Supplied passage:
+===+

3 stars (out of 5)
Director: Christopher Morris
Cast: Benedict Cumberbatch, Kayvan Novak, Nigel Lindsay, Darren Boyd, Riz Ahmed, Preeya Kalidas, Alex MacQueen
Rating: (R16)
In light of recent revelations concerning the British terror attacks of 2005, Christopher Morris' latest satire, Four Lions, is a dig at the absurdity of fringe radical groups.
Reportedly wanting to do for Islamic terrorism what Dad's Army did for the Nazis, Morris cobbled together a plot based on four imbeciles from Sheffield with a goal to stage a terror attack - which actually reads better on paper than it comes across on film.
That doesn't mean it's not funny, far from it. Four Lions is chock full of belly aching moments, but once the joke is established, the film struggles to know what to do next.
Shot in the quasi-docudrama-style of The Office and In the Loop, the film sets up a scenario where a group of young Muslim men, and a recent convert, conspire to become suicide bombers.
When thinking about the culprits responsible for the 52 deaths in London, it's hard to imagine them bearing any resemblance to the colourful caricatures that Morris has drafted.

+===+

Information provided:
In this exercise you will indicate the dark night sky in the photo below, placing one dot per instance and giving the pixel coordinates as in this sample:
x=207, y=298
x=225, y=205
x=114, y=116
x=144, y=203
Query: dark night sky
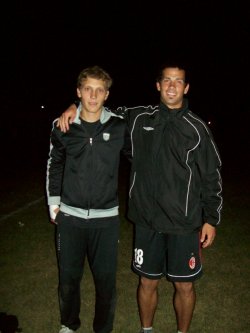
x=45, y=45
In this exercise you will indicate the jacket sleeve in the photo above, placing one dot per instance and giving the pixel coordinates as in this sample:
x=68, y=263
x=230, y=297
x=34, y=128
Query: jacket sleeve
x=55, y=167
x=211, y=182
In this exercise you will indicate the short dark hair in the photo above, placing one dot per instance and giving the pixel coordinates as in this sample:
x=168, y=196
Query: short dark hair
x=174, y=63
x=95, y=72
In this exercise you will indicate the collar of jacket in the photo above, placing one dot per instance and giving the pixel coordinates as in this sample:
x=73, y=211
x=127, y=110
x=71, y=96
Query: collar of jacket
x=105, y=115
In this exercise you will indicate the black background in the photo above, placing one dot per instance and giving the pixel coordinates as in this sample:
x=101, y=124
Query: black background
x=46, y=44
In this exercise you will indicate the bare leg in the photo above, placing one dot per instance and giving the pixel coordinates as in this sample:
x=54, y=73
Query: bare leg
x=147, y=297
x=184, y=303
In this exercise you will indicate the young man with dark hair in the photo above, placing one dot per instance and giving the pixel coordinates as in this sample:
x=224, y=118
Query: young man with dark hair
x=175, y=194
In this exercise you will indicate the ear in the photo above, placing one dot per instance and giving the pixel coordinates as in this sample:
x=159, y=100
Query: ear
x=78, y=93
x=107, y=95
x=158, y=86
x=186, y=89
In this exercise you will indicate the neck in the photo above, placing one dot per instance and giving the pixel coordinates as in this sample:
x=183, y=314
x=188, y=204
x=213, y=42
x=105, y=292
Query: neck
x=90, y=117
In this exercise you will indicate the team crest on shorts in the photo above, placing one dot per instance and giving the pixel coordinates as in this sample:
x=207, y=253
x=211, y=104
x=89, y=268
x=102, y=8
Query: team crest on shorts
x=192, y=262
x=106, y=136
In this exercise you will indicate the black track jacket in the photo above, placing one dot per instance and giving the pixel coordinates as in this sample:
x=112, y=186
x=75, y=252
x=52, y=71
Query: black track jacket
x=175, y=182
x=82, y=171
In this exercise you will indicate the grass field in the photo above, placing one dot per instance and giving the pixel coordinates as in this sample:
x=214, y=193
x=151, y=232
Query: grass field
x=28, y=268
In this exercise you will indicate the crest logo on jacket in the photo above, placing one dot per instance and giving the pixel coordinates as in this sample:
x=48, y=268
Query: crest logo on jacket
x=106, y=136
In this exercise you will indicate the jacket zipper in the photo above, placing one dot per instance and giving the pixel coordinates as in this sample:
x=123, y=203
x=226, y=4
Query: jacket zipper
x=91, y=144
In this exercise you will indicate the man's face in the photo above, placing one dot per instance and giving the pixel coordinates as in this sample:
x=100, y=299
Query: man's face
x=93, y=93
x=172, y=87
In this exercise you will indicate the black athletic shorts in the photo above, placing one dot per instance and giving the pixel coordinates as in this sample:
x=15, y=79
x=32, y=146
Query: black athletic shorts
x=178, y=257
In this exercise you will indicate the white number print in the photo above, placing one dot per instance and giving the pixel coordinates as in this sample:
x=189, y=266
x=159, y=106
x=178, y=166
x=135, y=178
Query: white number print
x=138, y=256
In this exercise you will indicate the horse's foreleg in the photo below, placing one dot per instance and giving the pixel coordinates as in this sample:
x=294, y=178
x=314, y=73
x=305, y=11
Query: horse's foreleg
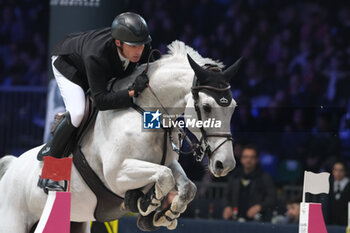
x=136, y=174
x=186, y=193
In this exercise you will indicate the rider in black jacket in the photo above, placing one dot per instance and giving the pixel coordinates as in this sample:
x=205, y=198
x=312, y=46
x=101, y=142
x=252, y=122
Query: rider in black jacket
x=89, y=60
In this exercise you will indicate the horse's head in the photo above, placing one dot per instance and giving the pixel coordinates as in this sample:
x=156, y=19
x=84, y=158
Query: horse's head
x=211, y=104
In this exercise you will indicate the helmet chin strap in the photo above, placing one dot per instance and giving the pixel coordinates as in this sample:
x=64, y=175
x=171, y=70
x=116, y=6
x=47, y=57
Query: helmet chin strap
x=121, y=48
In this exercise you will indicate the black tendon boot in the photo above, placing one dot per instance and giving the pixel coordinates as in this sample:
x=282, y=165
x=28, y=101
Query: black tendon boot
x=55, y=148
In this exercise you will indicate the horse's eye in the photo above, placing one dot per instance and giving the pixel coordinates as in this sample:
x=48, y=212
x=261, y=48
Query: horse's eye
x=207, y=108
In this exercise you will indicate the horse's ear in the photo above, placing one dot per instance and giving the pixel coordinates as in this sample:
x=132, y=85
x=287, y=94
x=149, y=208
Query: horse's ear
x=232, y=70
x=198, y=70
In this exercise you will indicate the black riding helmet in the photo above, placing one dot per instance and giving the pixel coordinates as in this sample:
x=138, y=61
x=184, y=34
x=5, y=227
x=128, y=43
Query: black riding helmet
x=131, y=29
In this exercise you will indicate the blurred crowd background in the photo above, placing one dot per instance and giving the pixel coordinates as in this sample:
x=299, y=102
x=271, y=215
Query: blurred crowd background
x=293, y=89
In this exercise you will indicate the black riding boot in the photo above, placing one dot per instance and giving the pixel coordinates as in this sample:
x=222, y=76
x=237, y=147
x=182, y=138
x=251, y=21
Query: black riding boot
x=56, y=148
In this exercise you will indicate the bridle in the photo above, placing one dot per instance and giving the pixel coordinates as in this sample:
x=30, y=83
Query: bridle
x=201, y=147
x=203, y=142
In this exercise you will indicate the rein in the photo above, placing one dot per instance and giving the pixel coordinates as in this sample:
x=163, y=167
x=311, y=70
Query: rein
x=195, y=146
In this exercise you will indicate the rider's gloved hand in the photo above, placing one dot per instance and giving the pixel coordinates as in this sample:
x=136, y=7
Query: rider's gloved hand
x=139, y=84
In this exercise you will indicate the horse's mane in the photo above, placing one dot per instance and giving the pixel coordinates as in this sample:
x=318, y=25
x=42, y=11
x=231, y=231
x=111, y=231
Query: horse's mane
x=177, y=53
x=180, y=49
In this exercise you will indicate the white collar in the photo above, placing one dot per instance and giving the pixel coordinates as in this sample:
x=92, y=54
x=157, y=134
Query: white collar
x=124, y=60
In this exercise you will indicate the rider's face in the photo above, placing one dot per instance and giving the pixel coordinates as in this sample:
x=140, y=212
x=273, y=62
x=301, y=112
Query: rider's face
x=133, y=53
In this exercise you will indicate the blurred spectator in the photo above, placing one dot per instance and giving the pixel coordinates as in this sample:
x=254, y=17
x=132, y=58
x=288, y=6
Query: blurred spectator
x=339, y=195
x=324, y=143
x=293, y=210
x=251, y=192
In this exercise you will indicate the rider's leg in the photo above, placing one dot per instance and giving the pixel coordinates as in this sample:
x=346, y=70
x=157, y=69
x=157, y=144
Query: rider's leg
x=74, y=99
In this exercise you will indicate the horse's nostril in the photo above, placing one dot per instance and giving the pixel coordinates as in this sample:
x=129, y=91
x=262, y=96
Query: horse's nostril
x=219, y=165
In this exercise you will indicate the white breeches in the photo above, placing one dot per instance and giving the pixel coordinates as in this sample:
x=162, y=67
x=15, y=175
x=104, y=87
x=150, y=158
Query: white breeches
x=73, y=96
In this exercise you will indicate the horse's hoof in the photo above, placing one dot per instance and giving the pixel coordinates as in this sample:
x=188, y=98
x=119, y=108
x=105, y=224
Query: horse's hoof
x=130, y=199
x=148, y=202
x=145, y=223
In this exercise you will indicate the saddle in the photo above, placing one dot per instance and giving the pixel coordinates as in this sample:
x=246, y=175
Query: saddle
x=108, y=203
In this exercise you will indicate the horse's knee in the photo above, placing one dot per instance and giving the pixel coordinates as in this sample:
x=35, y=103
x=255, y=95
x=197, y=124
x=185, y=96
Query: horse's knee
x=166, y=180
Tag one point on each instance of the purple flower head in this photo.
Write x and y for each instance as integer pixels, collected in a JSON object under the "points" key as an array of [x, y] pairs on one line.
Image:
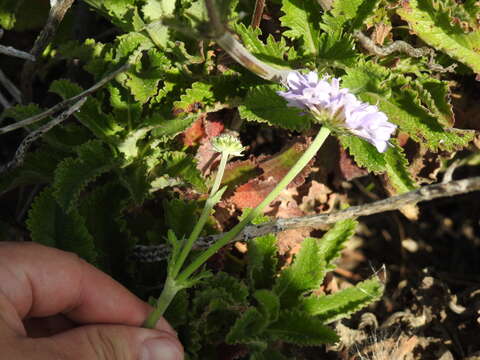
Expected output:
{"points": [[326, 99]]}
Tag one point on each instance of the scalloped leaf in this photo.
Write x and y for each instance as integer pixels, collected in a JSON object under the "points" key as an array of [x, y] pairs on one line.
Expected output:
{"points": [[351, 14], [263, 105], [177, 164], [199, 94], [436, 27], [272, 52], [343, 303], [249, 325], [74, 174], [268, 304], [50, 225], [395, 95], [113, 247], [364, 153], [305, 274], [300, 328], [90, 114]]}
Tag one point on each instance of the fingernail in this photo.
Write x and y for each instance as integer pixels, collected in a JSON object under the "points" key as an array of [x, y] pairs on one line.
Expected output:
{"points": [[160, 349]]}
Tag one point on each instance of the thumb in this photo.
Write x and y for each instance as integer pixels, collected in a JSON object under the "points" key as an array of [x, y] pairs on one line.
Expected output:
{"points": [[110, 342]]}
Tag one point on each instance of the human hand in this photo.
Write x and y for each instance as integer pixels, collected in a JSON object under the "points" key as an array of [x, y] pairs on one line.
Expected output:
{"points": [[53, 305]]}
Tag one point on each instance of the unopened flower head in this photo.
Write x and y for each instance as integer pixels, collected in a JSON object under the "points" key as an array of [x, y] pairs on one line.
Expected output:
{"points": [[229, 144], [338, 107]]}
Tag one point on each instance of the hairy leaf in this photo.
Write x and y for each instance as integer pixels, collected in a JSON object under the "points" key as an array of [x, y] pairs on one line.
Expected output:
{"points": [[262, 104], [435, 26], [247, 327], [343, 303], [73, 174], [300, 328], [199, 94], [269, 304], [272, 52], [305, 274], [50, 225]]}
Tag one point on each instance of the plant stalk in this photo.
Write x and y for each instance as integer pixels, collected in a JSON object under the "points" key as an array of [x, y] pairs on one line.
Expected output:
{"points": [[294, 171], [209, 204], [169, 291]]}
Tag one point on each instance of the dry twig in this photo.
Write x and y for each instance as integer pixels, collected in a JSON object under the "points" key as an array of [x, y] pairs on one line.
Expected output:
{"points": [[34, 135], [426, 193], [55, 17], [258, 13], [65, 103], [10, 86]]}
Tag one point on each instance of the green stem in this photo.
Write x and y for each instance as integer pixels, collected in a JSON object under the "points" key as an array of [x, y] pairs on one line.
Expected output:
{"points": [[168, 293], [202, 220], [229, 236]]}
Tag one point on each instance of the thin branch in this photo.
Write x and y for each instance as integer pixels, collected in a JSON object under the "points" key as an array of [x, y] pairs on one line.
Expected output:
{"points": [[10, 51], [34, 135], [57, 12], [238, 52], [10, 86], [4, 102], [65, 103], [258, 13], [426, 193]]}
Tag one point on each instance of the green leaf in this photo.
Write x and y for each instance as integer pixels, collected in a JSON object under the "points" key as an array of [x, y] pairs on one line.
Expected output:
{"points": [[143, 81], [399, 98], [101, 208], [199, 93], [397, 169], [37, 168], [248, 326], [268, 304], [436, 97], [272, 52], [8, 9], [305, 274], [73, 174], [343, 303], [434, 26], [262, 261], [302, 17], [351, 14], [183, 166], [50, 225], [300, 328], [180, 215], [332, 243], [135, 178], [90, 115], [262, 104], [364, 153], [166, 129], [336, 48]]}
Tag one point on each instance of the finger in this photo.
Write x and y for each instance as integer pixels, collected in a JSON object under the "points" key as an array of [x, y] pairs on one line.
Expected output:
{"points": [[100, 342], [48, 326], [41, 281]]}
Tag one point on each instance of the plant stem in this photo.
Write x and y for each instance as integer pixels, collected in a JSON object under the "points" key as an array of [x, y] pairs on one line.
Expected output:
{"points": [[209, 204], [169, 291], [294, 171]]}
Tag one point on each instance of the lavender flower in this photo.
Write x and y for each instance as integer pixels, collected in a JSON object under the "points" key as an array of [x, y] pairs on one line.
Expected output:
{"points": [[327, 100]]}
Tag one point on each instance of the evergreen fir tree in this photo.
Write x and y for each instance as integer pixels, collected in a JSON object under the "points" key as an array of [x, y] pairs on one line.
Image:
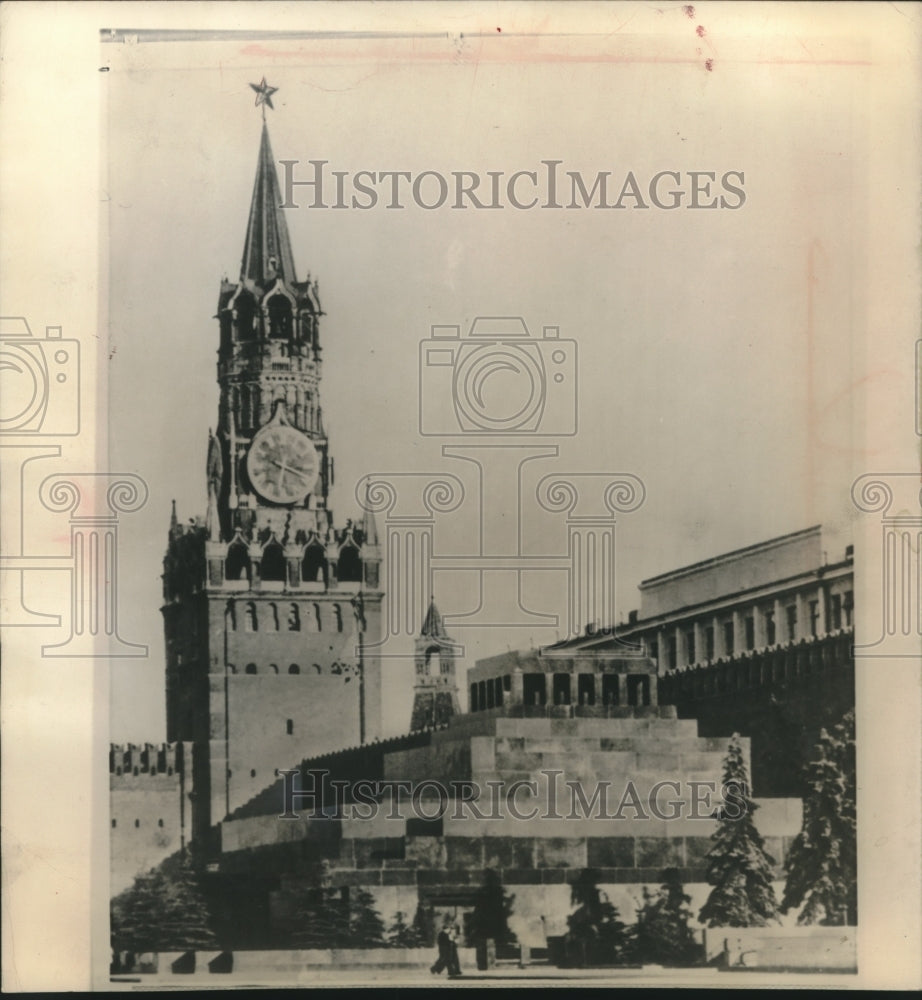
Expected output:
{"points": [[366, 928], [164, 910], [822, 864], [320, 917], [404, 935], [595, 935], [738, 866], [489, 919], [661, 934], [424, 924]]}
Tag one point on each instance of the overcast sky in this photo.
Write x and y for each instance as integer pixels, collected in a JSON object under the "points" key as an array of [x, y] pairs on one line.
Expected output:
{"points": [[718, 349]]}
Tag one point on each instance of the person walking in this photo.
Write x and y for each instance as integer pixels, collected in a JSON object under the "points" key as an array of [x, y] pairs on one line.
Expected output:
{"points": [[454, 967], [445, 951]]}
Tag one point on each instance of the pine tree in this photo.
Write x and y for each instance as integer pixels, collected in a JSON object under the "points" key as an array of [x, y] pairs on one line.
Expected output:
{"points": [[595, 935], [737, 864], [164, 910], [822, 863], [489, 919], [661, 934], [366, 928]]}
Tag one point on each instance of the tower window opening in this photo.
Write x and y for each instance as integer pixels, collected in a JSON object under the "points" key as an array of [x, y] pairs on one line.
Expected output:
{"points": [[272, 565], [279, 317], [237, 565], [244, 315], [313, 566], [349, 565]]}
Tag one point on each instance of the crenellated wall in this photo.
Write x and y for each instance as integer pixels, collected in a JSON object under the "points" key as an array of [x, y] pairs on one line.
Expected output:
{"points": [[150, 794]]}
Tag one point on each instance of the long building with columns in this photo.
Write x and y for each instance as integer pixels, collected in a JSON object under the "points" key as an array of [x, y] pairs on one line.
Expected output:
{"points": [[776, 592]]}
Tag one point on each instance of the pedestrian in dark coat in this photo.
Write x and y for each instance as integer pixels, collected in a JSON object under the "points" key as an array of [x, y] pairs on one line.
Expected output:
{"points": [[454, 968], [445, 950]]}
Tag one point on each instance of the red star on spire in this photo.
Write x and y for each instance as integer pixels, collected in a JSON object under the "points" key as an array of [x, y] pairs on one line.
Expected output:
{"points": [[264, 94]]}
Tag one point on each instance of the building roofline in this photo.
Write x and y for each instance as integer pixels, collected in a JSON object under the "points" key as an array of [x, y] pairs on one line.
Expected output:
{"points": [[729, 556]]}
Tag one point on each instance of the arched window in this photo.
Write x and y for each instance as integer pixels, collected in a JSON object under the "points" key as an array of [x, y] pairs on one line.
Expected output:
{"points": [[349, 565], [279, 317], [314, 566], [226, 325], [237, 564], [244, 315], [272, 565]]}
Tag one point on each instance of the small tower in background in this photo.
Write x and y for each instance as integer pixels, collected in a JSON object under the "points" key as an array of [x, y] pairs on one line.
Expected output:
{"points": [[435, 695]]}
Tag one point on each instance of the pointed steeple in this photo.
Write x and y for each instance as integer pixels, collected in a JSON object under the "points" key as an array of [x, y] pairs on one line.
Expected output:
{"points": [[267, 251], [432, 626]]}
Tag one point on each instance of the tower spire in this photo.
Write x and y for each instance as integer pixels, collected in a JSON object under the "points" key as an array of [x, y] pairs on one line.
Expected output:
{"points": [[267, 250]]}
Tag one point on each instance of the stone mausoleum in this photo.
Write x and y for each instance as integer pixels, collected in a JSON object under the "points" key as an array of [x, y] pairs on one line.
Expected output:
{"points": [[536, 792]]}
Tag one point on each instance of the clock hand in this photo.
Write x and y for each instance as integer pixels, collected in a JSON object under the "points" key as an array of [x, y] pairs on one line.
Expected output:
{"points": [[288, 468]]}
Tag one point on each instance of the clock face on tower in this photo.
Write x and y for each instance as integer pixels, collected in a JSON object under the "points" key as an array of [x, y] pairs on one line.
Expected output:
{"points": [[282, 464]]}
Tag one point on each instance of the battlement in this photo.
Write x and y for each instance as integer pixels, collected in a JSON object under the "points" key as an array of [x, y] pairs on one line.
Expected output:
{"points": [[135, 759]]}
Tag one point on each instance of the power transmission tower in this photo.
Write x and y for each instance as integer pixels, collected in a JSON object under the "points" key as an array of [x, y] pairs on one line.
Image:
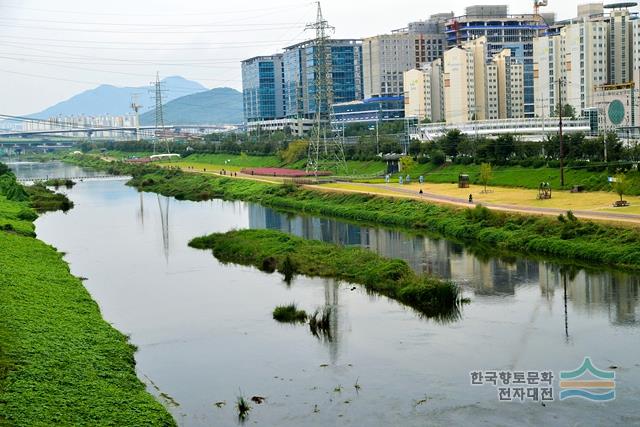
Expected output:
{"points": [[136, 108], [157, 93], [324, 153]]}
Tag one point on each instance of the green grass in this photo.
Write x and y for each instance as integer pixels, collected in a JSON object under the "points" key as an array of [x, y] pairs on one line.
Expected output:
{"points": [[320, 323], [572, 241], [393, 278], [44, 200], [235, 160], [60, 362], [518, 176], [289, 314]]}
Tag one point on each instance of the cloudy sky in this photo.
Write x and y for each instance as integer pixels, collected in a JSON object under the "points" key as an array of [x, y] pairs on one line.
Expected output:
{"points": [[50, 51]]}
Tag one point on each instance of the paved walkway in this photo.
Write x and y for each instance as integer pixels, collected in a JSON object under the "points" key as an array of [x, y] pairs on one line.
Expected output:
{"points": [[438, 198], [390, 191]]}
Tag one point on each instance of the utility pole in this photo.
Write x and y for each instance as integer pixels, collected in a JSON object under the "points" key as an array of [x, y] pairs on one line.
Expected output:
{"points": [[560, 84], [157, 92], [321, 151], [136, 107]]}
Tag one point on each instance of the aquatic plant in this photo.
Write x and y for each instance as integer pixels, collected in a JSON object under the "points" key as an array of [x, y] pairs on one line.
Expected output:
{"points": [[394, 278], [243, 408], [588, 241], [289, 314], [320, 323]]}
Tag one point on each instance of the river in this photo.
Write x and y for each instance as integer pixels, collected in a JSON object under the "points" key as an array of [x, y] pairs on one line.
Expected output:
{"points": [[205, 334]]}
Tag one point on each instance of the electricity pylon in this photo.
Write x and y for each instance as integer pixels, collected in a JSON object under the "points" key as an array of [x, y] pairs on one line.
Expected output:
{"points": [[325, 152]]}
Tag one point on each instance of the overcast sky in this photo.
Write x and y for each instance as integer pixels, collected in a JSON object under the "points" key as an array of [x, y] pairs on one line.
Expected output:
{"points": [[52, 50]]}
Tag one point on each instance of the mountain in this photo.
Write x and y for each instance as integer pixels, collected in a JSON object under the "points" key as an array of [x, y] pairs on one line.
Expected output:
{"points": [[108, 99], [213, 107]]}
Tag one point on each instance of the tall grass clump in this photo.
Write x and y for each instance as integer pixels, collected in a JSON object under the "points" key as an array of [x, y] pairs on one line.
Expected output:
{"points": [[289, 314], [391, 277], [581, 241], [320, 323]]}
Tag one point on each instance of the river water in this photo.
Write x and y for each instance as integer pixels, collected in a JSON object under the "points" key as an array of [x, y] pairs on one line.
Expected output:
{"points": [[205, 334]]}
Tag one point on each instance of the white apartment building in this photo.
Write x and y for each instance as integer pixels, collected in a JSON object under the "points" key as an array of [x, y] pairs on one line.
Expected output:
{"points": [[386, 57], [423, 97], [464, 84], [505, 87], [464, 88], [577, 54]]}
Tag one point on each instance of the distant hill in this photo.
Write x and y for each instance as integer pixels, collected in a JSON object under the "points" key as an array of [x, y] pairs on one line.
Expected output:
{"points": [[213, 107], [108, 99]]}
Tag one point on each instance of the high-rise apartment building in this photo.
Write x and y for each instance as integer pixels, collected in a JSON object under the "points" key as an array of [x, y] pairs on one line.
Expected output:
{"points": [[386, 57], [344, 58], [503, 31], [620, 42], [577, 54], [262, 88], [505, 87], [464, 80], [601, 47]]}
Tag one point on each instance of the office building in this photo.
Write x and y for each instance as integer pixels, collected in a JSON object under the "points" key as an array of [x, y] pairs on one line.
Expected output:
{"points": [[300, 82], [578, 56], [386, 57], [262, 88], [505, 87], [423, 92], [464, 80], [503, 31]]}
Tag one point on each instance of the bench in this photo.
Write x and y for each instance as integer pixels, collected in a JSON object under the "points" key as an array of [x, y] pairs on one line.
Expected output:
{"points": [[620, 203]]}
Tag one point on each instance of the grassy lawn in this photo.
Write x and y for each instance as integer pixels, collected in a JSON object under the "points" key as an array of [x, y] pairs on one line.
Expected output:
{"points": [[595, 201], [60, 362], [563, 237]]}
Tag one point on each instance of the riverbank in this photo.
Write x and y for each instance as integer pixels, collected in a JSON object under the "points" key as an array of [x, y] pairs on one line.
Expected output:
{"points": [[272, 250], [60, 362], [563, 237]]}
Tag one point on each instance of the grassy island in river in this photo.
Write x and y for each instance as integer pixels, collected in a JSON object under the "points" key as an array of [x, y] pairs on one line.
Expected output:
{"points": [[565, 237], [272, 250]]}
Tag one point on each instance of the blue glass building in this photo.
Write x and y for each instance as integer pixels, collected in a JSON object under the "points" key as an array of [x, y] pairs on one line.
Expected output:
{"points": [[300, 82], [262, 88]]}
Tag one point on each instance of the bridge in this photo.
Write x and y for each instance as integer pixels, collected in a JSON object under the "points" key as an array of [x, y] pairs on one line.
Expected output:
{"points": [[536, 128]]}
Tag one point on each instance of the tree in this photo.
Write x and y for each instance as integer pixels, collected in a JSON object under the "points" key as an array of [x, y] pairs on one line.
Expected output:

+===+

Brief 1: Summarize the Four Lions review in two sentences.
Brief 2: Continue the Four Lions review from its final sentence.

Exercise response 1: Christopher Morris's satire Four Lions follows four inept men from Sheffield, young Muslims and a recent convert, who plot to become suicide bombers, and it is filmed in the docudrama style of The Office and In the Loop. The review finds the film full of very funny moments but says the premise reads better on paper than on screen, and that the film struggles to move forward once its joke is established.

Exercise response 2:
From their early efforts to record suicide video-notes, a brilliant sequence at a Pakistani terrorist training camp to using crows to carry bombs, nothing the hapless group does happens without utter chaos.
But ultimately, the most shocking thing is not the fact that the writers send up something as disturbing as suicide-bombers, it's the fact that they don't push the envelope far enough.
Caught somewhere between cheap slapstick laughs and sensitive issues of race and displacement, is the nugget of a great idea that fails to leave a lasting impression.
Best thing: Barry the supercilious Caucasian convert.
Worst thing: The reality that halfwits armed with primitive explosives and nutty ideology could cause carnage.
See it with: Anyone not easily offended by self-deprecating satire.